WORK ORDER 1:
In the article on UK access to EU surveillance schemes, rewrite the paragraph beginning "The UK’s rules on participation in the Prüm system" as a short bulleted list that keeps its main facts.
WORK ORDER 2:
Extend the article on UK access to EU surveillance schemes by writing what comes next, starting right after its final sentence.

EXCERPTED TEXT:
UK can join EU surveillance schemes with no parliamentary scrutiny, warns new report

The UK can join intrusive EU surveillance schemes including a pan-European network of police facial recognition databases with no need for parliamentary debate or scrutiny, says a new report published by EDRi member Statewatch.

By Statewatch (guest author) · February 2, 2022

The report examines the policing and security provisions of the EU-UK Trade and Cooperation Agreement (TCA), approved by MPs in December 2020 and MEPs in April 2021. The report, Brexit: Goodbye and hello – the new EU-UK security architecture, civil liberties and democratic control, is available here.

Under the TCA, the UK has the ability to opt in to an extension of the ‘Prüm’ system, which enables cross-border searches of national police databases holding biometric and other data; and a system for the mass surveillance and profiling of air passengers, which officials have indicated they are keen to extend to rail, road and sea transport.

In December 2021, the European Commission published proposals to extend Prüm to include police facial recognition databases and “police records”, defined as “any information available in the national register or registers… for the prevention, detection and investigation of criminal offences”.

The report warns that this could cover uncorroborated information as well as data on protesters and campaigners. The EU’s travel surveillance rules, meanwhile, are currently the subject of a legal challenge at the Court of Justice of the EU on privacy and data protection grounds. The evaluation is available here and an accompanying document here. Filings for the case at the CJEU are available here and an assessment of the case here.

Decisions on whether to join extended versions of these schemes do not explicitly require parliamentary scrutiny or approval, warns the report, which explains how the legislation implementing the TCA grants the Home Secretary the power to alter the travel surveillance rules via secondary legislation, should any changes be made by the EU.

The UK’s rules on participation in the Prüm system may also be altered by secondary legislation. The report explains how, in 2019, without consulting parliament, the previous Conservative government removed safeguards to allow EU police forces to search DNA profiles gathered by police forces from suspects as well as people convicted of criminal offences. Parliament had previously agreed to UK participation in the system, provided that suspects’ data would be excluded from such searches, due to their civil liberties implications.

DATA EXTRACTS:
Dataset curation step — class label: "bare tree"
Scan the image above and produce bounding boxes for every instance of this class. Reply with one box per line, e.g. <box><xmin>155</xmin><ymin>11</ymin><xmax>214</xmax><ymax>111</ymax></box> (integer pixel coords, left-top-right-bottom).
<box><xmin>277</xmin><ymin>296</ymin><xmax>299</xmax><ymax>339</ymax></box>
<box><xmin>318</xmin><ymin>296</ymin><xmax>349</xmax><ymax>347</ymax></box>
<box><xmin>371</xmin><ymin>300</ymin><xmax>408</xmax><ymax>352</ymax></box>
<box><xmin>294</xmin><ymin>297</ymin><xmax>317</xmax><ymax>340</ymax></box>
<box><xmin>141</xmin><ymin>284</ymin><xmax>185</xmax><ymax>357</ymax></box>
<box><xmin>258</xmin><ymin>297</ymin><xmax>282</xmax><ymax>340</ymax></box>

FINAL ANSWER 1:
- Secondary legislation can also change the UK's rules on taking part in the Prüm system.
- In 2019, the previous Conservative government removed safeguards without consulting parliament.
- That change let EU police forces search DNA profiles that police had gathered from suspects, not only from people convicted of criminal offences.
- Parliament had earlier agreed to UK participation on the condition that suspects' data be excluded from such searches, because of the civil liberties implications.

FINAL ANSWER 2:
The TCA’s mechanisms for transparency and oversight of police and security cooperation are weak, says the report, which highlights that the UK government has so far shown little enthusiasm for either establishing a joint assembly between the Westminster and European parliaments – as required by the TCA – or for providing meaningful responses to members of the House of Lords who have sought further information on the new arrangements.

Tony Bunyan, Director Emeritus of Statewatch and a co-author of the report, said:

“The British state is one of the oldest ex-imperialist powers and is well versed in coping with the winds of change.

The UK walked out of the front door of a highly secretive EU only to reappear through the back door into an even more secretive permanent institution – the Partnership Council – in which the UK expects to expand its role over time.

It is Statewatch’s responsibility to track its every move and call it to account.”

Chris Jones, Executive Director of Statewatch and a co-author of the report, said:

“Many of the policing and security arrangements set out in the Trade and Cooperation Agreement do not take back control for anyone but government and state officials, which fits neatly with the current government’s plans to eliminate accountability measures and rights protections.

It seems unlikely that those who voted for Brexit were hoping for secretive new institutions that can sign the UK up for continent-wide surveillance systems with no democratic scrutiny.

Parliamentarians and the public must start asking hard questions of the government, which needs to go above and beyond the paltry transparency requirements set out in the TCA. The EU’s plan for a network of police facial recognition databases must be halted, and the UK should have no part in any such scheme.”